Problem details: Provide the data again in its entirety, exactly as given.

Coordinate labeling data
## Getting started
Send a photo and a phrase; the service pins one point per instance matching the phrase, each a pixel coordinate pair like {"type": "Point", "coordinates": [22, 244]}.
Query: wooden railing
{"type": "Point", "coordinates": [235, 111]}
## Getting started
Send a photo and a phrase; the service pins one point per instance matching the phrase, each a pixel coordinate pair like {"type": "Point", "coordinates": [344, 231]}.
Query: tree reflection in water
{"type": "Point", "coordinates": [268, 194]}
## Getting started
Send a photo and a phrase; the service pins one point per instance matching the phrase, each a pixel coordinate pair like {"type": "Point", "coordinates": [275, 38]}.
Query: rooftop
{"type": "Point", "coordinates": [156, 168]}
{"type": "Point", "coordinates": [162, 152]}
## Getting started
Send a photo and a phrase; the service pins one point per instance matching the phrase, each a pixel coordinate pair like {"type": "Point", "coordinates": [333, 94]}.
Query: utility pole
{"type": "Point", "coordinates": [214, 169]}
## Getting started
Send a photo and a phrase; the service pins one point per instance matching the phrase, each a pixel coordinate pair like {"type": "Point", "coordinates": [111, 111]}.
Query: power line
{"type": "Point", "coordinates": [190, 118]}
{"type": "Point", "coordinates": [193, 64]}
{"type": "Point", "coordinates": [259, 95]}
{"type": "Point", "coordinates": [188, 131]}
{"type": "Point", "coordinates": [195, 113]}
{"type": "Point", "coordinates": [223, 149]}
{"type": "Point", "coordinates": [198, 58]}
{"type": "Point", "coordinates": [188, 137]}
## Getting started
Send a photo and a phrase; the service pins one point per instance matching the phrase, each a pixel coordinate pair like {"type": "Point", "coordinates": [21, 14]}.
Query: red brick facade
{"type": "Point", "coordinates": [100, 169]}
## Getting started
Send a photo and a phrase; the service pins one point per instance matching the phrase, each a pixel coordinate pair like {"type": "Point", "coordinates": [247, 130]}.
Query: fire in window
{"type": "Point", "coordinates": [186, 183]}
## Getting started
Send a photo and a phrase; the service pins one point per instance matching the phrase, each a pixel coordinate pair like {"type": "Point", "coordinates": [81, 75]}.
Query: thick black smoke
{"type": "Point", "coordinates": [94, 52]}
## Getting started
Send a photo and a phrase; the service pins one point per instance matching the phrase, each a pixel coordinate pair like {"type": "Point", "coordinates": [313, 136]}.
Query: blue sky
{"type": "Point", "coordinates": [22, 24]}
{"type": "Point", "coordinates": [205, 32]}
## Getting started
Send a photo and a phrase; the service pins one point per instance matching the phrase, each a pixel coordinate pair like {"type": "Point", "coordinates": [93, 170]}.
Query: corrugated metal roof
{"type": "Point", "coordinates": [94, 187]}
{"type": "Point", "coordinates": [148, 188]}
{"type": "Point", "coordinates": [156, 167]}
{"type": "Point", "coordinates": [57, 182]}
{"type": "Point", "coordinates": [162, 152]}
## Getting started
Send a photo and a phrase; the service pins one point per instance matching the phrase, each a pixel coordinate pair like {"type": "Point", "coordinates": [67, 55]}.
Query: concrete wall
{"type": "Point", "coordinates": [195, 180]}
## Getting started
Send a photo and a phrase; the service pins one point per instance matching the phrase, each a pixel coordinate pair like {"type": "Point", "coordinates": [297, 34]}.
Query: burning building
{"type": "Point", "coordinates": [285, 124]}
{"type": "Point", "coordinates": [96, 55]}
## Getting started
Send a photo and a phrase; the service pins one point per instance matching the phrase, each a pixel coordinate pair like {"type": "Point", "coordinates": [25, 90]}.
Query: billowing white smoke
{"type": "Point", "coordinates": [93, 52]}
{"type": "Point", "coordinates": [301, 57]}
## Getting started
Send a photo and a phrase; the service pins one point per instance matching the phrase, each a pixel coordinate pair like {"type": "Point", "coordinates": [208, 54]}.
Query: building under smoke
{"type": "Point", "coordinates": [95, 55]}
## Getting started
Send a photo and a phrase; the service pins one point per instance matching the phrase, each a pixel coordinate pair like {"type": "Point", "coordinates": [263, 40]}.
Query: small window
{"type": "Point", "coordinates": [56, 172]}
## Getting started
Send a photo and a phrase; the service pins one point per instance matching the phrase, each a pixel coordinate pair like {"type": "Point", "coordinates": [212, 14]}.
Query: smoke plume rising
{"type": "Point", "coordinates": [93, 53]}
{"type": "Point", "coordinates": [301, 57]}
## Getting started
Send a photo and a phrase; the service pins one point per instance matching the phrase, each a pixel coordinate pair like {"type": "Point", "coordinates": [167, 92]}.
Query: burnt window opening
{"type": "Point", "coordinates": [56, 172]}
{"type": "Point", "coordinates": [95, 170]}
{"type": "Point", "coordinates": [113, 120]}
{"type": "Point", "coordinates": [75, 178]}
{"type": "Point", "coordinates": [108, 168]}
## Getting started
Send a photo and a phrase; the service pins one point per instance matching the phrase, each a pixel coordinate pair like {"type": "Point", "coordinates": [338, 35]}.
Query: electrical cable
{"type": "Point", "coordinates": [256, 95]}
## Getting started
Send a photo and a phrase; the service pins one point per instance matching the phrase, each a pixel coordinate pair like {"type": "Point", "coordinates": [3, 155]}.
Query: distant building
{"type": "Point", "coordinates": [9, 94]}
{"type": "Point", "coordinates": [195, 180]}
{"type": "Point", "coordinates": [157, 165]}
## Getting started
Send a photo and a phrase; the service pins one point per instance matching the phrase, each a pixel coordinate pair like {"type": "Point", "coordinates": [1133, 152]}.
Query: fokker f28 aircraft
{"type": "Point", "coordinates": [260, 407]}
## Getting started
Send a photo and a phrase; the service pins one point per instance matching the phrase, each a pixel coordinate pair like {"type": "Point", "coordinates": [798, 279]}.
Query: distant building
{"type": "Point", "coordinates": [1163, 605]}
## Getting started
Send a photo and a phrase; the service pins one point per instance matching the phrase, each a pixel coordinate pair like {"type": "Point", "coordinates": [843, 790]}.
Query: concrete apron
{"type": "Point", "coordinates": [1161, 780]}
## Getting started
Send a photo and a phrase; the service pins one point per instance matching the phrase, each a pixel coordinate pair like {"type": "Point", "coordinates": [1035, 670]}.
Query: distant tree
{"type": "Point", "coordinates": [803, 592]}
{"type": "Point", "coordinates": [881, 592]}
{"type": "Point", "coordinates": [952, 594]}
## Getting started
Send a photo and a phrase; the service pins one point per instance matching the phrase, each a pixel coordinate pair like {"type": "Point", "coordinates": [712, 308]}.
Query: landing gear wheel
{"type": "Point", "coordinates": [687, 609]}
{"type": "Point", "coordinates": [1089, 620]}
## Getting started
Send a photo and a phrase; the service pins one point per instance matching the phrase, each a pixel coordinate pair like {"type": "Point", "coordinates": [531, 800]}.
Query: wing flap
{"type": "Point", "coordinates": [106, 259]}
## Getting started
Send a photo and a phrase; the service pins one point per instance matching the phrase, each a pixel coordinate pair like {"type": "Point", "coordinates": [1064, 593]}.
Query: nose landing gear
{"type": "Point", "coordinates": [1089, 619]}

Output for this task:
## Getting started
Send a photo and a phrase; the service pins one point per instance matching the phrase, each a pixel coordinate pair like {"type": "Point", "coordinates": [22, 244]}.
Query: wooden railing
{"type": "Point", "coordinates": [235, 111]}
## Getting started
Send a photo and a phrase; the service pins one point per instance matching the phrase, each a pixel coordinate pair like {"type": "Point", "coordinates": [344, 231]}.
Query: tree reflection in water
{"type": "Point", "coordinates": [268, 194]}
## Getting started
Send a photo and a phrase; the service pins one point per instance matching the phrase, each a pixel coordinate pair like {"type": "Point", "coordinates": [275, 38]}.
Query: rooftop
{"type": "Point", "coordinates": [156, 168]}
{"type": "Point", "coordinates": [162, 152]}
## Getting started
Send a photo and a phrase; the service pins one point per instance matching the phrase, each a pixel coordinate pair like {"type": "Point", "coordinates": [333, 94]}.
Query: utility pole
{"type": "Point", "coordinates": [214, 169]}
## Getting started
Send a photo and a phrase; the service pins one point per instance matching the phrase, each a pixel coordinate pair like {"type": "Point", "coordinates": [111, 111]}.
Query: power line
{"type": "Point", "coordinates": [190, 118]}
{"type": "Point", "coordinates": [193, 64]}
{"type": "Point", "coordinates": [259, 95]}
{"type": "Point", "coordinates": [188, 131]}
{"type": "Point", "coordinates": [195, 113]}
{"type": "Point", "coordinates": [223, 149]}
{"type": "Point", "coordinates": [198, 58]}
{"type": "Point", "coordinates": [188, 137]}
## Getting started
Send a photo and a phrase; the service pins one point per instance matching the phrase, each a pixel coordinate pair like {"type": "Point", "coordinates": [21, 14]}.
Query: red brick facade
{"type": "Point", "coordinates": [100, 169]}
## Getting started
Send a photo and a phrase; the service pins one point per instance matching the phrase, each a pixel coordinate pair like {"type": "Point", "coordinates": [247, 130]}.
Query: fire in window
{"type": "Point", "coordinates": [186, 183]}
## Getting started
Send a photo and a phrase; the service pins one point per instance matching the phrase, each a pixel coordinate pair like {"type": "Point", "coordinates": [81, 75]}.
Query: thick black smoke
{"type": "Point", "coordinates": [94, 52]}
## Getting started
Send a photo and a phrase; the service pins one point per instance matching the phrase, each a pixel coordinate pair like {"type": "Point", "coordinates": [313, 136]}.
Query: blue sky
{"type": "Point", "coordinates": [22, 24]}
{"type": "Point", "coordinates": [205, 32]}
## Getting started
Send a photo and a phrase; the service pins one point per instance matching the phrase, each a pixel coordinate pair like {"type": "Point", "coordinates": [93, 170]}.
Query: corrugated metal roof
{"type": "Point", "coordinates": [94, 187]}
{"type": "Point", "coordinates": [148, 188]}
{"type": "Point", "coordinates": [156, 167]}
{"type": "Point", "coordinates": [57, 182]}
{"type": "Point", "coordinates": [162, 152]}
## Getting started
Send a photo and a phrase; the service pins one point per instance matching the phrase, each a pixel coordinate pair like {"type": "Point", "coordinates": [67, 55]}.
Query: concrete wall
{"type": "Point", "coordinates": [195, 180]}
## Getting started
Send a photo and a phrase; the service pins one point per instance matching the phrase, each a pixel coordinate pair like {"type": "Point", "coordinates": [297, 34]}.
Query: burning building
{"type": "Point", "coordinates": [285, 124]}
{"type": "Point", "coordinates": [96, 55]}
## Getting started
Send a photo and a phrase; the service pins one point per instance matching the phrase, each a pixel coordinate pair like {"type": "Point", "coordinates": [25, 90]}.
Query: billowing white smoke
{"type": "Point", "coordinates": [93, 52]}
{"type": "Point", "coordinates": [301, 57]}
## Getting started
Send a photo and a phrase; the service pins one point per instance matching the phrase, each a pixel coordinate pair like {"type": "Point", "coordinates": [208, 54]}.
Query: building under smoke
{"type": "Point", "coordinates": [95, 55]}
## Getting started
Send a photo and a phrase; the service pins one point per instance matching the phrase, each a pixel coordinate pair like {"type": "Point", "coordinates": [263, 40]}.
Query: small window
{"type": "Point", "coordinates": [56, 172]}
## Getting started
Send a photo and a phrase; the service pins one point per instance matching the phrase, each a pixel coordinate pair like {"type": "Point", "coordinates": [212, 14]}.
Query: smoke plume rising
{"type": "Point", "coordinates": [93, 53]}
{"type": "Point", "coordinates": [301, 57]}
## Getting started
Send a photo and a phrase; the service pins one point per instance matching the phrase, each a pixel coordinate pair like {"type": "Point", "coordinates": [167, 92]}.
Query: burnt window opening
{"type": "Point", "coordinates": [56, 172]}
{"type": "Point", "coordinates": [95, 170]}
{"type": "Point", "coordinates": [113, 120]}
{"type": "Point", "coordinates": [75, 178]}
{"type": "Point", "coordinates": [108, 168]}
## Getting started
Send a photo and a phrase; the service pins one point per instance matching the phrase, each a pixel coordinate pair like {"type": "Point", "coordinates": [338, 35]}.
Query: electrical cable
{"type": "Point", "coordinates": [256, 95]}
## Getting started
Send a photo and a phrase; the service pins one point per instance matching the phrase, each a pixel coordinate pair like {"type": "Point", "coordinates": [3, 155]}.
Query: distant building
{"type": "Point", "coordinates": [9, 94]}
{"type": "Point", "coordinates": [195, 180]}
{"type": "Point", "coordinates": [157, 165]}
## Getting started
Send a photo and a phrase; the service pins one point per instance matching the phrase, each a pixel coordinate pair like {"type": "Point", "coordinates": [1133, 152]}.
Query: fokker f28 aircraft
{"type": "Point", "coordinates": [260, 407]}
## Getting started
Send a photo and a phrase; the service pins one point per instance matching the phrase, each a pixel coordinate pair like {"type": "Point", "coordinates": [798, 279]}.
Query: distant building
{"type": "Point", "coordinates": [1163, 605]}
## Getting started
Send a photo and a phrase; the service pins one point per instance matching the phrase, each a pixel coordinate pair like {"type": "Point", "coordinates": [843, 790]}.
Query: concrete apron
{"type": "Point", "coordinates": [1161, 780]}
## Getting started
Send a photo and a phrase; the service pins one point per instance matching the phrase, each a pixel coordinate pair like {"type": "Point", "coordinates": [1035, 670]}.
Query: distant tree
{"type": "Point", "coordinates": [803, 592]}
{"type": "Point", "coordinates": [881, 592]}
{"type": "Point", "coordinates": [952, 594]}
## Getting started
Send a photo and a phrase; the service pins one point per instance matching the phrase, each a pixel coordinate pair like {"type": "Point", "coordinates": [712, 308]}.
Query: landing gear wheel
{"type": "Point", "coordinates": [687, 609]}
{"type": "Point", "coordinates": [1089, 620]}
## Getting started
Send a photo and a phrase; the service pins one point per instance matching the phrase, each a pixel coordinate pair like {"type": "Point", "coordinates": [531, 800]}.
Query: wing flap
{"type": "Point", "coordinates": [106, 259]}
## Getting started
Send a photo and a phrase; the service pins one point per instance matching the phrase, each a pixel coordinate pair like {"type": "Point", "coordinates": [1064, 593]}.
Query: nose landing gear
{"type": "Point", "coordinates": [1089, 619]}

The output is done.